DATA FOR THIS TASK ->
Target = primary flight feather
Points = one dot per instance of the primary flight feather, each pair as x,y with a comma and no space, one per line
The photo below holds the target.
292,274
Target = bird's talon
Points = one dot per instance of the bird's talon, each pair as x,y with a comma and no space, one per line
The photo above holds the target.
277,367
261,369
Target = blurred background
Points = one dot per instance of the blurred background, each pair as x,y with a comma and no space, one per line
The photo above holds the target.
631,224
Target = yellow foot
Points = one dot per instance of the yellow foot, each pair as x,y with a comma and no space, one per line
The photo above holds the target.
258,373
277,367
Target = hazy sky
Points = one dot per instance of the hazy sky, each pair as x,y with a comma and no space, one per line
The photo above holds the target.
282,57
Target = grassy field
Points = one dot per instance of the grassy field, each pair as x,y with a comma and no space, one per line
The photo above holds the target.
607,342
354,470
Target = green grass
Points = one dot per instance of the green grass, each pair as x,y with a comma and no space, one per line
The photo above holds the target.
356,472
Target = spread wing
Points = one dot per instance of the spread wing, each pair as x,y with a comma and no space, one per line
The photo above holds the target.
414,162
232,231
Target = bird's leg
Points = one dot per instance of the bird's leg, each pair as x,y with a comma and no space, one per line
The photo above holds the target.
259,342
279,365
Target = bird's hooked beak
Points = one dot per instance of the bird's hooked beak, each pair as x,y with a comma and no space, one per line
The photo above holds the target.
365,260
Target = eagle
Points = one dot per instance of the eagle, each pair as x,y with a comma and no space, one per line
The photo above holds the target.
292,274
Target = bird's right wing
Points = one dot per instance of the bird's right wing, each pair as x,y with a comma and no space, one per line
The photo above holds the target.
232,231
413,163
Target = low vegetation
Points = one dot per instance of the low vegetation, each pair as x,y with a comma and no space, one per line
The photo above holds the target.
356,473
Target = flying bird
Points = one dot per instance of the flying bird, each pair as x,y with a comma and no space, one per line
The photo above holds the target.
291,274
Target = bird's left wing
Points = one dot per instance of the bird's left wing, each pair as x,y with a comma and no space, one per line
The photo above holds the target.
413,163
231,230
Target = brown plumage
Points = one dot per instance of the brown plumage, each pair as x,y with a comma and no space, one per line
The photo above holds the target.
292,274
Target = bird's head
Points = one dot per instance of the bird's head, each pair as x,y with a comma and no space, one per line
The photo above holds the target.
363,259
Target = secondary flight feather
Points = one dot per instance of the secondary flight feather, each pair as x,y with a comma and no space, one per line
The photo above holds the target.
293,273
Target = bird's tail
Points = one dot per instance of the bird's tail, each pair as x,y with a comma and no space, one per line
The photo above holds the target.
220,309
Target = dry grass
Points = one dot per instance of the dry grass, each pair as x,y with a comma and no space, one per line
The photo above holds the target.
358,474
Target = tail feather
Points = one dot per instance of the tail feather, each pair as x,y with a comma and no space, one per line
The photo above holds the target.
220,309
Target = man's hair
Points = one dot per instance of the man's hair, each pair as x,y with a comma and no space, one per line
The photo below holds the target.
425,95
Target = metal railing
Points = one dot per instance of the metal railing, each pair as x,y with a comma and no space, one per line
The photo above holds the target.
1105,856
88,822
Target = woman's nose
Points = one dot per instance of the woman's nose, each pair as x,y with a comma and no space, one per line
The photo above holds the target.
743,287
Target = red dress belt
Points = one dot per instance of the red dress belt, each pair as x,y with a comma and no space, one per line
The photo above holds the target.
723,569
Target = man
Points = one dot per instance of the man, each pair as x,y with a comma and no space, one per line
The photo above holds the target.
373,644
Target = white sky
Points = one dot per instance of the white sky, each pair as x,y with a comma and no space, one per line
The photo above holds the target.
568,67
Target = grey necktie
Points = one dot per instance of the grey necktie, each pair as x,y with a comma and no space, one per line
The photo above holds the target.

INSTRUCTIONS TO FOLLOW -> Quote the listing above, but only from the line that shows "Target = hazy sky" through the line that shows "Points = one dot per instance of the eagle, each".

TASK OUTPUT ->
Target = hazy sky
Points = one dot per instance of the hazy sky, each pair as x,y with a comma and no space, one per line
The photo above holds the target.
282,57
Target = grassy field
Points = one dot per instance of the grassy field, each pair as x,y with a comma and no space, one per line
The photo above holds the target.
607,342
354,470
Target = green grass
Points = one dot per instance of the green grass, each pair as x,y with a comma and no space, one per line
The photo above holds the target.
356,472
Target = spread wing
Points = one dot per instance of the spread wing, each pair as x,y with a comma and no space, one per line
The photo above holds the target.
414,162
232,231
Target = bird's leg
Points = one dot per instance of the bird's leg, each pair as x,y with a comma and no space, one per line
The photo above holds the target.
259,342
279,365
Target = bird's hooked beak
Points = one dot per instance of the bird's hooked beak, each pair as x,y with a comma and no space, one per line
The photo above holds the target.
365,260
Target = eagle
Points = one dot per instance of the eagle, each pair as x,y with a comma and no space, one per line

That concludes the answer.